> **BRIEF**: Only certain lines below are wanted: those starting at the line containing "the dog's brown" and ending at the line containing "Target: white tail tip", both included, each retyped exactly.

== RECORD EXCERPTS ==

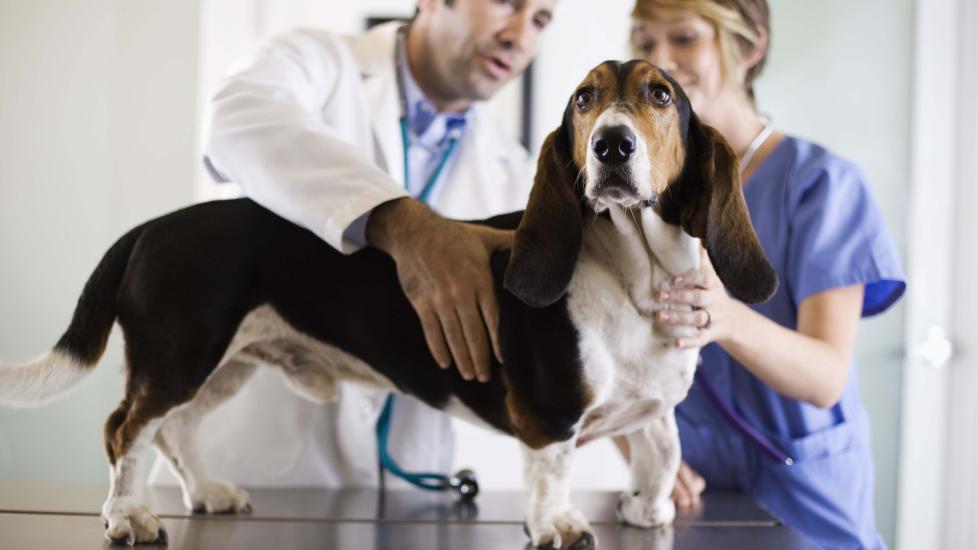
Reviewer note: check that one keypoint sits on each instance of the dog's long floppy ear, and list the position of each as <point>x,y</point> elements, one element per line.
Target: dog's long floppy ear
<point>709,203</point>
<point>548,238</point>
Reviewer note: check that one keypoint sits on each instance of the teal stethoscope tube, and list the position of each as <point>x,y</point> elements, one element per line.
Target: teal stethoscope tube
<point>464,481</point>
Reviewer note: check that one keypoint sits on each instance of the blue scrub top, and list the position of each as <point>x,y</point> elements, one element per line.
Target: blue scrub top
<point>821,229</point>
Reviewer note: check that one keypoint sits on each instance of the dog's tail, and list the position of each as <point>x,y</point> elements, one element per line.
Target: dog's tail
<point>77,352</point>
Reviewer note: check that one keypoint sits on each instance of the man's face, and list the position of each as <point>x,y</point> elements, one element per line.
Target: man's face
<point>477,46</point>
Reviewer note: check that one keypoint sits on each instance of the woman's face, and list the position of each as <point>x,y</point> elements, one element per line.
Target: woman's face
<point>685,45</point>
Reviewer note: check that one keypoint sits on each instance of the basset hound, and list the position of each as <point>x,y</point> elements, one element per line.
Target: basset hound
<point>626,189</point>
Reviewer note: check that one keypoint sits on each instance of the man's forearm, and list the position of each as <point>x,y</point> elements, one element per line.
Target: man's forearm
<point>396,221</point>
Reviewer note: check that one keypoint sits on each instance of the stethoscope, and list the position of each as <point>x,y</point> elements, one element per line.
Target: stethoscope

===
== RECORD EXCERPTS ==

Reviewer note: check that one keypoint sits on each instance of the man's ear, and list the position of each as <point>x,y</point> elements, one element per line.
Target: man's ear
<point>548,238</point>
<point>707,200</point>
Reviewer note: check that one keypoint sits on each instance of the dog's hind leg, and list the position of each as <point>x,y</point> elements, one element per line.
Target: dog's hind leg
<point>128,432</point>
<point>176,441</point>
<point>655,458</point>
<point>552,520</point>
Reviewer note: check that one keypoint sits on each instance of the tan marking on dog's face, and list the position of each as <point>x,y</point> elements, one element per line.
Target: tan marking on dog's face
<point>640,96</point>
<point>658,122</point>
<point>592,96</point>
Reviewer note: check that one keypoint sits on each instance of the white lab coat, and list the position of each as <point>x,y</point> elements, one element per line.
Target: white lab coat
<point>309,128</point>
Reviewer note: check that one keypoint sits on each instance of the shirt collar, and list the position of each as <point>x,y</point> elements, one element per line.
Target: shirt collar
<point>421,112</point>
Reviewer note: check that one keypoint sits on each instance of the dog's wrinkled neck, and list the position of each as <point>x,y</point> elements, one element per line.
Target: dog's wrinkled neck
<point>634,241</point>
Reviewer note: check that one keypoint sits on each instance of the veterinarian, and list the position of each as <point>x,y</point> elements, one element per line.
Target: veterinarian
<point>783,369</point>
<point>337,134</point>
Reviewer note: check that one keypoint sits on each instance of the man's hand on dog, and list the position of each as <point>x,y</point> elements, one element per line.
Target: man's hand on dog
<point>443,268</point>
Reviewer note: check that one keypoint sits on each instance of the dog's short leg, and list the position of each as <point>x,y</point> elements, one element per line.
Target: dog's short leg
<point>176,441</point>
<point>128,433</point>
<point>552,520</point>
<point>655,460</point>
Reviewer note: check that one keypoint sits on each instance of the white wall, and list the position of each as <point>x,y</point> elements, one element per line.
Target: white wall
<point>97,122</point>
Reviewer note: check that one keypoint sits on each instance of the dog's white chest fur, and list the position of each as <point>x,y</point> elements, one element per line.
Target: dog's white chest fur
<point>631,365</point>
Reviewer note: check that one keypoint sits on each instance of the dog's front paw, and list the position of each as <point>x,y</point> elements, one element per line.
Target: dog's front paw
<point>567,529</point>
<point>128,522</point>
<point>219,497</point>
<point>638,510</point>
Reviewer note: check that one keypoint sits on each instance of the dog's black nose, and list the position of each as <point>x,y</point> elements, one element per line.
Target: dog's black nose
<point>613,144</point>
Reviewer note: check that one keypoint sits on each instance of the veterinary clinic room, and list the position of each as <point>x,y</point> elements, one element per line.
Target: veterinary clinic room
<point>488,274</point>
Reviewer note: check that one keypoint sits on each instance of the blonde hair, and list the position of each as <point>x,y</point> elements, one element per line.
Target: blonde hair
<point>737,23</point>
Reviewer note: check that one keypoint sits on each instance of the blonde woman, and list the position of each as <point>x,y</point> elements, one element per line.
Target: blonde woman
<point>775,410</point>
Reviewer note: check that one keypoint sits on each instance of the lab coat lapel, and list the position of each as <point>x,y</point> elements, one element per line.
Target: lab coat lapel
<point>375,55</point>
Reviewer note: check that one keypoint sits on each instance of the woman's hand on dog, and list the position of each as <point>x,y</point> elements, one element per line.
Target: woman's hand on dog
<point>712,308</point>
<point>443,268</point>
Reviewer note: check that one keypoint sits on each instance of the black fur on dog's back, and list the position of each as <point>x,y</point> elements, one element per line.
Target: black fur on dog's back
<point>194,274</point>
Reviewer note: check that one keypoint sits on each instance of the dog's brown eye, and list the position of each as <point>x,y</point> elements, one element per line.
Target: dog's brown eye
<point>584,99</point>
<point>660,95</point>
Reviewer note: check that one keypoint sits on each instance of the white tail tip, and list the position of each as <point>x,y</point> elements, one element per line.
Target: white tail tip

===
== RECORD EXCERPTS ==

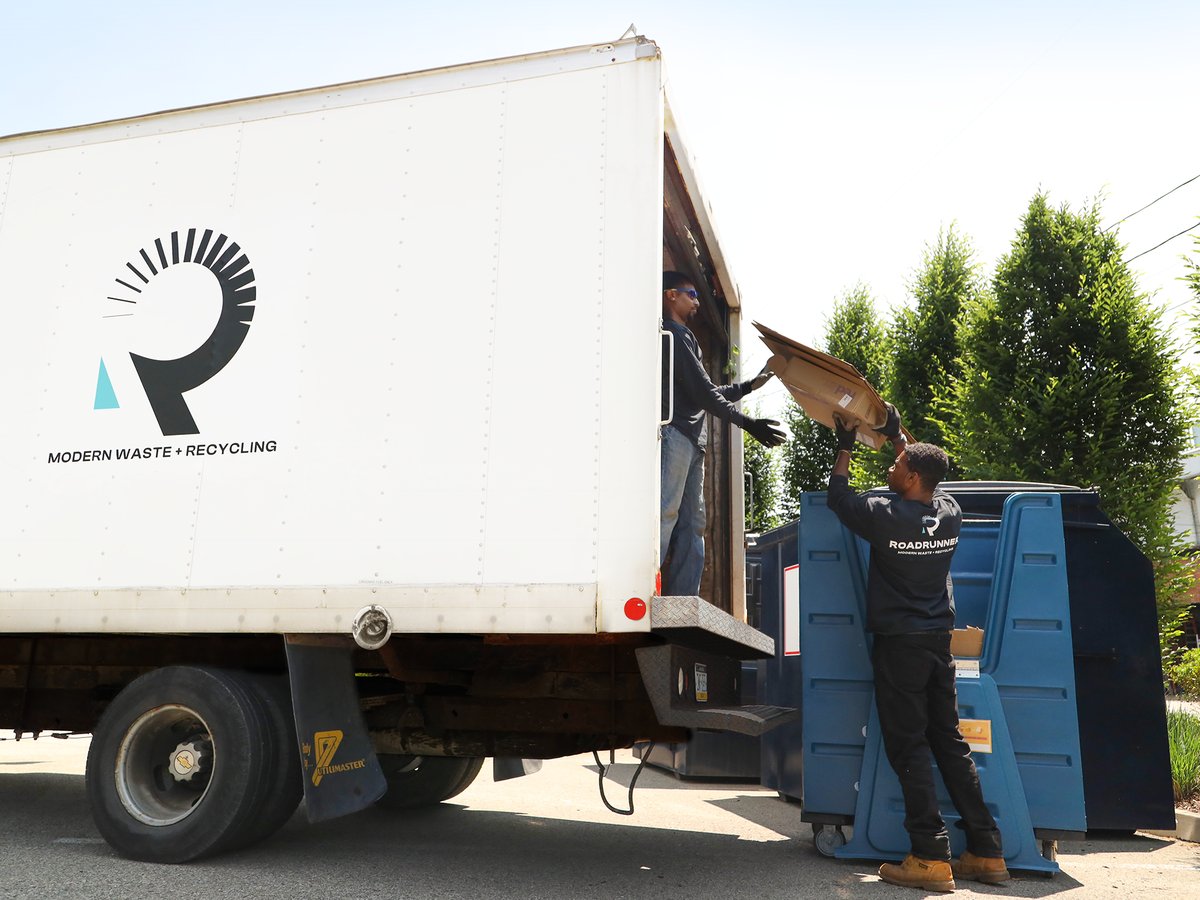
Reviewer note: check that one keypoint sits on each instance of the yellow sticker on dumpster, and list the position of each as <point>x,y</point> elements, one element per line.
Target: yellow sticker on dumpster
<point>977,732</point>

===

> **THE COMPLETED TASK**:
Reviewer note: check that one keypoint sits on each instance of the dog's brown eye, and list the position of each as <point>x,y</point> elements, one element per line.
Target: dog's brown eye
<point>584,99</point>
<point>660,95</point>
Reviewer note: check that one keypoint sits on each instance of the white tail tip, and list the position of each as <point>x,y</point> elements, one element per line.
Target: white tail tip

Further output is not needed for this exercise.